-------- Supplied material --------

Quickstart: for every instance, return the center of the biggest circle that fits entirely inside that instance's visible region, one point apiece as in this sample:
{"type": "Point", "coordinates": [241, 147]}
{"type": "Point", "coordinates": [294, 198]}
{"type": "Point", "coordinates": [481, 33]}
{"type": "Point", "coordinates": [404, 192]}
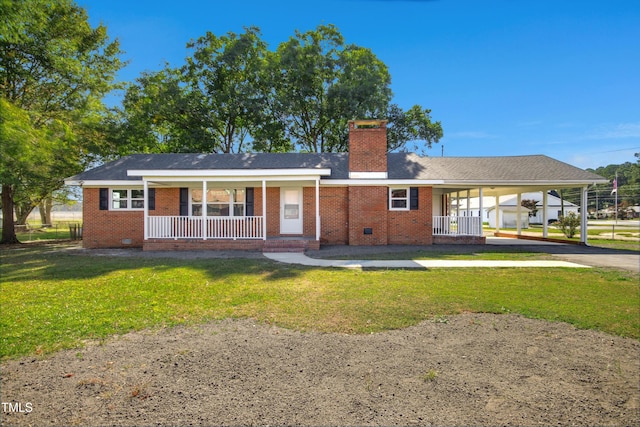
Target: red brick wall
{"type": "Point", "coordinates": [344, 212]}
{"type": "Point", "coordinates": [368, 209]}
{"type": "Point", "coordinates": [334, 215]}
{"type": "Point", "coordinates": [413, 227]}
{"type": "Point", "coordinates": [368, 148]}
{"type": "Point", "coordinates": [108, 229]}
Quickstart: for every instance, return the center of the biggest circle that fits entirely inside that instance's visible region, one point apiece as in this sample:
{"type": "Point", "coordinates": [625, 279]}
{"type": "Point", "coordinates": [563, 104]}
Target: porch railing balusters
{"type": "Point", "coordinates": [457, 226]}
{"type": "Point", "coordinates": [189, 227]}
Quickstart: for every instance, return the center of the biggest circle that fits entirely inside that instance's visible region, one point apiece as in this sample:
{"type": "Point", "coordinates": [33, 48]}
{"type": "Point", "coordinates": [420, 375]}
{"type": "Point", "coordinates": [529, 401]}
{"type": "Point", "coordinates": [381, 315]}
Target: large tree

--------

● **Given exercise**: Extract each line of the material containing the string "Target". Case counts.

● **Answer**:
Target: red brick wall
Target: porch railing balusters
Target: large tree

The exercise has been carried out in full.